[start]

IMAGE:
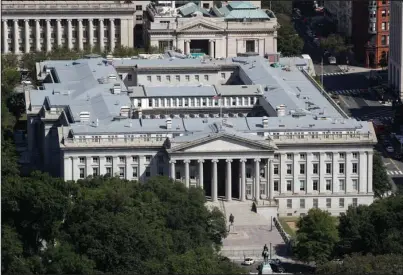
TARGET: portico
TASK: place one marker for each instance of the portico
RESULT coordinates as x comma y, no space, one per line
224,172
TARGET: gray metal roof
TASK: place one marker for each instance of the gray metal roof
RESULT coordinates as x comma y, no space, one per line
80,90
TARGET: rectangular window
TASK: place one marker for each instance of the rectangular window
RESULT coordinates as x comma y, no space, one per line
121,172
342,184
328,185
355,168
302,185
302,203
355,184
328,168
275,185
109,171
302,169
341,168
248,173
289,169
82,173
315,168
315,185
289,185
135,172
315,203
289,203
275,169
329,203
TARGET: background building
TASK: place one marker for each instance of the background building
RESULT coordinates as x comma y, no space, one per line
235,27
396,47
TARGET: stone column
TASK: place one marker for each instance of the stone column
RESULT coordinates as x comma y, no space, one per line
69,34
91,33
173,171
309,172
257,179
270,179
214,195
228,189
101,36
335,172
243,179
26,33
201,179
112,33
211,48
187,176
37,35
80,35
59,32
16,37
5,36
48,36
369,172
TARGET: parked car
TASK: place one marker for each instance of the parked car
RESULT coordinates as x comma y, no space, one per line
332,60
248,261
389,149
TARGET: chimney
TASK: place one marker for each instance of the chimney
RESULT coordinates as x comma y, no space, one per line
280,110
265,122
169,123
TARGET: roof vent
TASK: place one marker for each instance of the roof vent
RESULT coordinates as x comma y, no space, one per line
169,123
265,122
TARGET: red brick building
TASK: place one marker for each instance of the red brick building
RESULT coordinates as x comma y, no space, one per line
370,31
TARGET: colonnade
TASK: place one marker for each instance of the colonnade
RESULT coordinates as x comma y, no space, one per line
228,177
60,23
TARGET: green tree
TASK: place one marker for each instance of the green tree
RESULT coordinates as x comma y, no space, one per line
316,237
373,229
288,41
368,264
380,179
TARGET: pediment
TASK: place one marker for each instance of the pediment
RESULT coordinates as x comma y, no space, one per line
222,143
199,26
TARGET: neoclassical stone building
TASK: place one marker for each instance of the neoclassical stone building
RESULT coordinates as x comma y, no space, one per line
235,27
240,128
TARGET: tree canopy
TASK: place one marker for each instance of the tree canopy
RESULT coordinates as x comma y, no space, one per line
316,236
375,229
368,264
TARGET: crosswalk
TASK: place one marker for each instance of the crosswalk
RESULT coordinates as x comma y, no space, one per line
352,92
394,172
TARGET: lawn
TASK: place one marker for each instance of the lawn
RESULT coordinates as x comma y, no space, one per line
289,225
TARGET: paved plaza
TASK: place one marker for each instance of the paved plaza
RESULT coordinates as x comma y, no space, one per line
251,231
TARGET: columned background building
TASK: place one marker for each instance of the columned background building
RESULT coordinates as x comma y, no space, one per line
396,47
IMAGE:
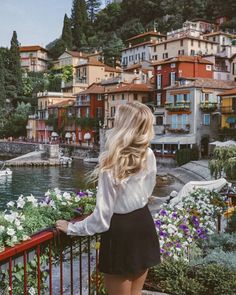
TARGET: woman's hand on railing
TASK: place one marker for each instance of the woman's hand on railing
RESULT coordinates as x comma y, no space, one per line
62,225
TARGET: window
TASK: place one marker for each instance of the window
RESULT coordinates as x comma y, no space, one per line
172,78
159,120
159,81
99,112
184,120
234,103
87,112
174,121
143,55
206,119
208,67
159,99
113,110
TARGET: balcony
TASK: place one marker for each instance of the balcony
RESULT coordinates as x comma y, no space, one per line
228,109
177,128
83,103
178,106
208,106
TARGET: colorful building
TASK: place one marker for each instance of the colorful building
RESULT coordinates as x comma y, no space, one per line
34,58
186,45
191,115
90,105
123,93
228,109
138,48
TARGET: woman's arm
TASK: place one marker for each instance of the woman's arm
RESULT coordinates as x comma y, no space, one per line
99,220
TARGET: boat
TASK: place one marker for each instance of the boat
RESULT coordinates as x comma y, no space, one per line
4,171
91,157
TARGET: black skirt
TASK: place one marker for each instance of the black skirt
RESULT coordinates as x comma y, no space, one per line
131,244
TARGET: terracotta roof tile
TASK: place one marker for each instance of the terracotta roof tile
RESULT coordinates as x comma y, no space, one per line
93,89
182,38
63,104
228,92
31,48
131,88
152,33
183,58
207,83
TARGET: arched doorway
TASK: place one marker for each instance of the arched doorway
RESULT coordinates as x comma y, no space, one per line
204,146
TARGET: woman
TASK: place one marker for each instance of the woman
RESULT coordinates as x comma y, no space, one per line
126,178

[end]

» **Problem description**:
Extract the closing run of lines, starting with the one containing "TARGET: boat" and ending at the last, exactly as written.

» **The output**:
TARGET: boat
TASK: place one marker for each instance of the boat
RESULT coordinates as x comma y, no space, one per line
4,171
91,157
TARGET: black skirt
TASK: place one marker for each instance of the black skirt
RESULT coordinates as x comma y, no space, one per line
131,244
TARGET: terracotta roof tile
TASK: place one marker for each instance of the terracotta roof tile
RESULT coordinates as x comma y, no space, one per line
93,89
182,38
63,104
228,92
31,48
131,88
152,33
183,58
207,83
TARGET: arched doorway
TASK: place one marker for each instance of the arched doorway
RESULT coordinates as x comma y, no space, one per line
204,146
TARGET: woman
TASK: place one marker for each instance of the woman
RESULT coordinates as x comma y, no space, one per line
126,178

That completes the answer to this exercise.